Young girls are sold to brothel owners for similar amounts of money. Maybe more... $50 or $75... To us it's a night out. The people in developing countries, it's 3 months wages. And it's the cost of buying and selling a 12 year-old-girl into a life of forced prostitution. Rape for profit.

I think of these stories when I look around our country at the thousands (millions) of dollars we spend (waste) on superfluous things. I wonder if we will ever stop to ask ourselves if there isn't a better use of our money? Will we ever seriously consider the possibility that we could use our wealth for something more valuable than a new Coach purse, a plasma screen TV or a fancy cup of coffee?

I'm not suggesting that we pay off corrupt slave owners; that would only compound the problem. But it should give us pause when we realize that the same amount of money we spend on dinner at our favorite restaurant could spare someone from the horrors of slavery.

There are organizations like International Justice Mission that, for the price of a Red Wings ticket, can secure someone's freedom from a slave owner or a brothel. They can conduct an investigation, and gather the evidence necessary to put a trafficker in jail. All for the price you or I would spend for a night of entertainment.

We have the means to end slavery and human trafficking in our lifetime. But first we have to consider whether freedom is more important than a latte. Will we look back and regret all that we could have done?

→ **GIVEN TASK 1**
In the rows below, how many lines contain the string "siding"? Reply with the number alone.

Excerpts from a location annotation dataset:
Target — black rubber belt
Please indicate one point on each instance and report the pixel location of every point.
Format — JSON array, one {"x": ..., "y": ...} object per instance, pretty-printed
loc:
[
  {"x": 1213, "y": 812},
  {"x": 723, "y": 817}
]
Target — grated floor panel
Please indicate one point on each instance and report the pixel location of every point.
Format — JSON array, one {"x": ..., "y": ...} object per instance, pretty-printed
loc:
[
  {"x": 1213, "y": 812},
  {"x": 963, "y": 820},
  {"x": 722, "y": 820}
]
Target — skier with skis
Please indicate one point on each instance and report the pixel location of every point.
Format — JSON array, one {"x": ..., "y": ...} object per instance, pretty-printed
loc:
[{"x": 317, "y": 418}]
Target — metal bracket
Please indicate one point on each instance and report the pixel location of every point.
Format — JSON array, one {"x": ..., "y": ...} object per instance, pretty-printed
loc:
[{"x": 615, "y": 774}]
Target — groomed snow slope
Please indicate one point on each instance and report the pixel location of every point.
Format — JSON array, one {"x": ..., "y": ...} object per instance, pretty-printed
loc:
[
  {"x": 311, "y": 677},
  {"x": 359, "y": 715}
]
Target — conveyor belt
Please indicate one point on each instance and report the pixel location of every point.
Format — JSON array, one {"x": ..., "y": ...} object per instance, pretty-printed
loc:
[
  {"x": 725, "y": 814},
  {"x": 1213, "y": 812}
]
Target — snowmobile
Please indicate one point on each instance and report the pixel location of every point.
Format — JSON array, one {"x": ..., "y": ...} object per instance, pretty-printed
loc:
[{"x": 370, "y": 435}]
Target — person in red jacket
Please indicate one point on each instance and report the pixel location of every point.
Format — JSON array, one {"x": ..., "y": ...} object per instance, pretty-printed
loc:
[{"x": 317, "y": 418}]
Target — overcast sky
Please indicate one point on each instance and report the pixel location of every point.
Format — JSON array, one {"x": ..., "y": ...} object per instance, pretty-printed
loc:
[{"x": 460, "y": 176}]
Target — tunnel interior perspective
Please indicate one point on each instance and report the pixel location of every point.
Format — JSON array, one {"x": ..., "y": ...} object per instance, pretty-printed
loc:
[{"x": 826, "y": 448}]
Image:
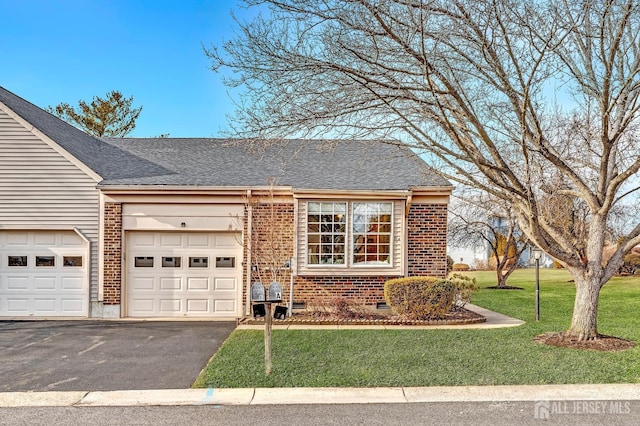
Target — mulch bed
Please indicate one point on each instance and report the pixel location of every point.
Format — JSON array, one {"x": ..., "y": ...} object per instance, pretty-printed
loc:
[
  {"x": 507, "y": 287},
  {"x": 459, "y": 317},
  {"x": 601, "y": 343}
]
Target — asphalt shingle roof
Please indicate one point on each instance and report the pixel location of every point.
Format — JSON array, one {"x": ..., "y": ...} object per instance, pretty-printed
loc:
[
  {"x": 301, "y": 164},
  {"x": 103, "y": 158}
]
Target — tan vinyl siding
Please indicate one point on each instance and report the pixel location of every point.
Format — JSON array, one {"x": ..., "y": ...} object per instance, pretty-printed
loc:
[
  {"x": 40, "y": 189},
  {"x": 398, "y": 237}
]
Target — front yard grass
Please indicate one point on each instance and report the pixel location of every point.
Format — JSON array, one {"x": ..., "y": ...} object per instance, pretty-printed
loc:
[{"x": 366, "y": 358}]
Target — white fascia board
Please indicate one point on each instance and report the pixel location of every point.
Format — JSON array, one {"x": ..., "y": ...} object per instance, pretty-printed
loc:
[{"x": 352, "y": 194}]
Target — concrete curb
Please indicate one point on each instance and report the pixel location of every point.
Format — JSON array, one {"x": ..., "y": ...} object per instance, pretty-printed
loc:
[
  {"x": 493, "y": 320},
  {"x": 293, "y": 396}
]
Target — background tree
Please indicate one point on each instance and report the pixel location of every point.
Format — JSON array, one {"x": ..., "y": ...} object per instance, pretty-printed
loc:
[
  {"x": 504, "y": 96},
  {"x": 479, "y": 220},
  {"x": 111, "y": 116}
]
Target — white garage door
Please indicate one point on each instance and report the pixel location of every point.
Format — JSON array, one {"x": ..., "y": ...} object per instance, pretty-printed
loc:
[
  {"x": 183, "y": 274},
  {"x": 43, "y": 273}
]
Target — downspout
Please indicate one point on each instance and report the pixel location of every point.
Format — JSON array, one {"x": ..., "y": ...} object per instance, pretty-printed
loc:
[
  {"x": 405, "y": 237},
  {"x": 248, "y": 238}
]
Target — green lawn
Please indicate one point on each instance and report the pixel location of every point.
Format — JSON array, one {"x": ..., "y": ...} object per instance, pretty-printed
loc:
[{"x": 446, "y": 357}]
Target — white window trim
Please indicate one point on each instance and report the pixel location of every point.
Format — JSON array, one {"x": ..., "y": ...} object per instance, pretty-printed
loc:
[{"x": 349, "y": 263}]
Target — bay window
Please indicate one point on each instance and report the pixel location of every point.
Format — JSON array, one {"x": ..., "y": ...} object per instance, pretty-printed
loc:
[{"x": 349, "y": 234}]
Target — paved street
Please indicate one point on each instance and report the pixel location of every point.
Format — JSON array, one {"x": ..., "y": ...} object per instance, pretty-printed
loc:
[
  {"x": 451, "y": 413},
  {"x": 105, "y": 355}
]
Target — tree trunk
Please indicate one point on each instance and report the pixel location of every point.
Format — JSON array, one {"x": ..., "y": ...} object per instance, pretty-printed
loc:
[
  {"x": 502, "y": 281},
  {"x": 267, "y": 339},
  {"x": 585, "y": 308}
]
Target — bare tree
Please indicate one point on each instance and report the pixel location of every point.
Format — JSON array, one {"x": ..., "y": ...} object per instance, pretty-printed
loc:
[
  {"x": 111, "y": 116},
  {"x": 490, "y": 222},
  {"x": 505, "y": 96}
]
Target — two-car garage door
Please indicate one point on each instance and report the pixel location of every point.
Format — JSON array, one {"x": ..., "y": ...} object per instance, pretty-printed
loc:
[
  {"x": 43, "y": 273},
  {"x": 181, "y": 274}
]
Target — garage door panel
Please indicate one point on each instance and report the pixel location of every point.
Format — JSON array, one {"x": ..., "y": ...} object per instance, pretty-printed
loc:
[
  {"x": 170, "y": 306},
  {"x": 35, "y": 276},
  {"x": 46, "y": 240},
  {"x": 44, "y": 283},
  {"x": 142, "y": 284},
  {"x": 44, "y": 306},
  {"x": 225, "y": 306},
  {"x": 171, "y": 283},
  {"x": 142, "y": 305},
  {"x": 71, "y": 306},
  {"x": 199, "y": 240},
  {"x": 71, "y": 283},
  {"x": 17, "y": 283},
  {"x": 198, "y": 306},
  {"x": 226, "y": 241},
  {"x": 198, "y": 284},
  {"x": 189, "y": 277},
  {"x": 226, "y": 284},
  {"x": 18, "y": 239},
  {"x": 171, "y": 240}
]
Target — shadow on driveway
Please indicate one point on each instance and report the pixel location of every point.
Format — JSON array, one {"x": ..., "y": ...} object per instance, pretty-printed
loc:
[{"x": 105, "y": 355}]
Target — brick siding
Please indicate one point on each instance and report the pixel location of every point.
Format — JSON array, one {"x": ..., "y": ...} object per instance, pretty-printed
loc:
[
  {"x": 112, "y": 253},
  {"x": 427, "y": 245}
]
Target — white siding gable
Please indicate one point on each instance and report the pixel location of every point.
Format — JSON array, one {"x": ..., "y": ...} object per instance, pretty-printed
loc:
[{"x": 40, "y": 189}]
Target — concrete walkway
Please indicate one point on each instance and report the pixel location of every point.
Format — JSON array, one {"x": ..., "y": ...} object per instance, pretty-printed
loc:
[
  {"x": 288, "y": 396},
  {"x": 378, "y": 395},
  {"x": 494, "y": 320}
]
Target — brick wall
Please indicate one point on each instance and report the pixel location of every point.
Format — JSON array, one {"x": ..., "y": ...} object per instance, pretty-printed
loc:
[
  {"x": 427, "y": 240},
  {"x": 272, "y": 241},
  {"x": 112, "y": 253},
  {"x": 427, "y": 233},
  {"x": 323, "y": 290}
]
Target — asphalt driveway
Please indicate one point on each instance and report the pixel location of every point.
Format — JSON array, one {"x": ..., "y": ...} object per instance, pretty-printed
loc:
[{"x": 105, "y": 355}]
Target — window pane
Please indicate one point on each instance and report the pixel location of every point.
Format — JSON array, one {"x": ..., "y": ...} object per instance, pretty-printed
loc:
[
  {"x": 171, "y": 262},
  {"x": 72, "y": 261},
  {"x": 326, "y": 233},
  {"x": 198, "y": 262},
  {"x": 17, "y": 261},
  {"x": 45, "y": 261},
  {"x": 372, "y": 233},
  {"x": 144, "y": 261},
  {"x": 225, "y": 262}
]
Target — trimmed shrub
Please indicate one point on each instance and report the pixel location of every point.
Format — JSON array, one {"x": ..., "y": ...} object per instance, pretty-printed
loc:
[
  {"x": 450, "y": 263},
  {"x": 460, "y": 267},
  {"x": 465, "y": 287},
  {"x": 420, "y": 298}
]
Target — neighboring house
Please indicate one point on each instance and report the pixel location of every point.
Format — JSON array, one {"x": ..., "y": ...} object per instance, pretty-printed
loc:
[{"x": 158, "y": 227}]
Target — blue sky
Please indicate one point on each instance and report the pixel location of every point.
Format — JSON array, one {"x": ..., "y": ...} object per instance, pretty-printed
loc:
[{"x": 64, "y": 50}]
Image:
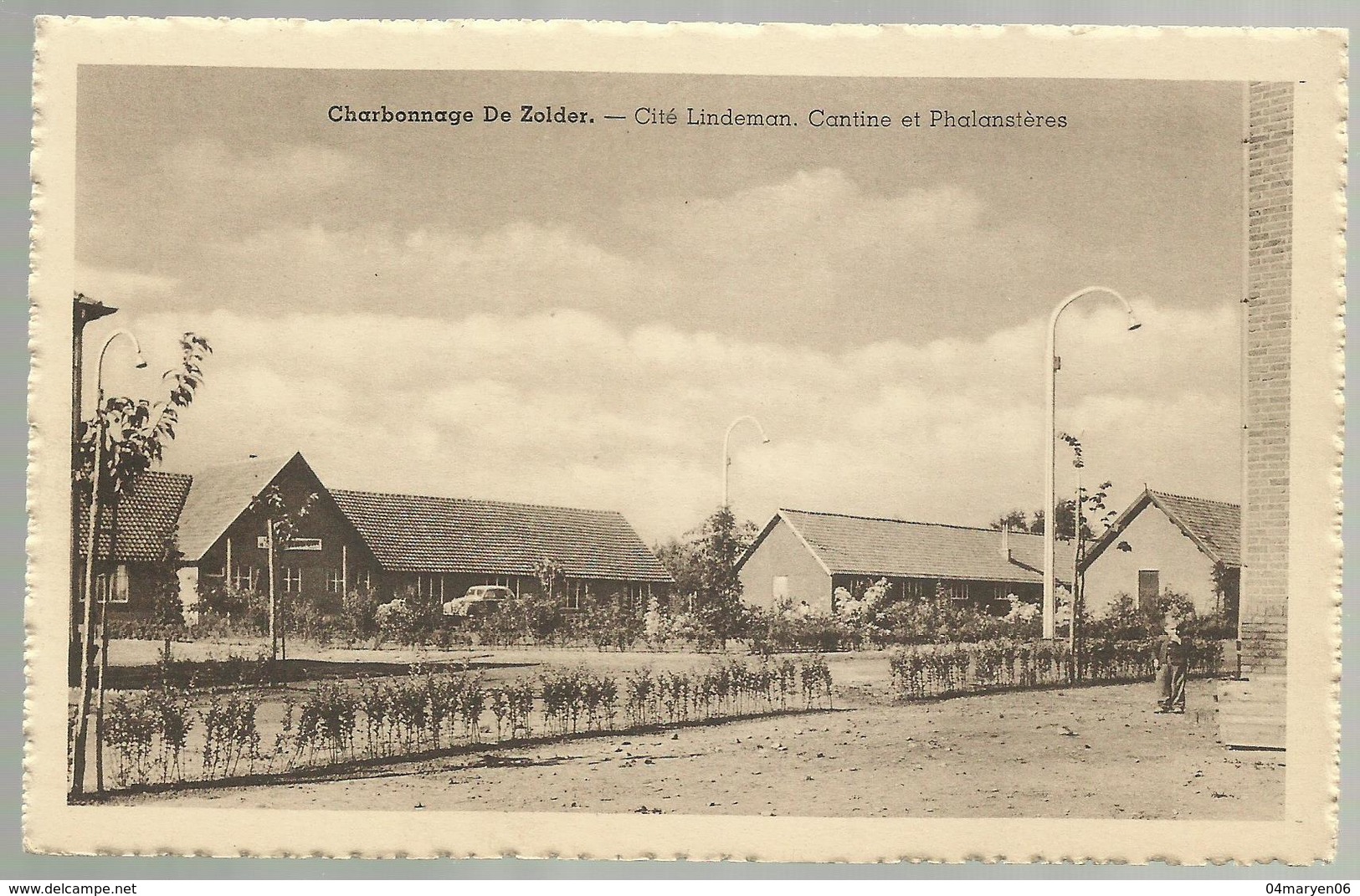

→ **GIVEN TASK 2**
Answer these questions about the text on human trafficking, one answer per line:
(a) What amounts does the text give as the possible price of selling young girls to brothel owners?
(b) Which organization does the text name as able to secure someone's freedom?
(c) The price of what kind of ticket does the text compare to the cost of securing that freedom?

→ **WORKED ANSWER 1**
3

→ **WORKED ANSWER 2**
(a) $50 or $75
(b) International Justice Mission
(c) A Red Wings ticket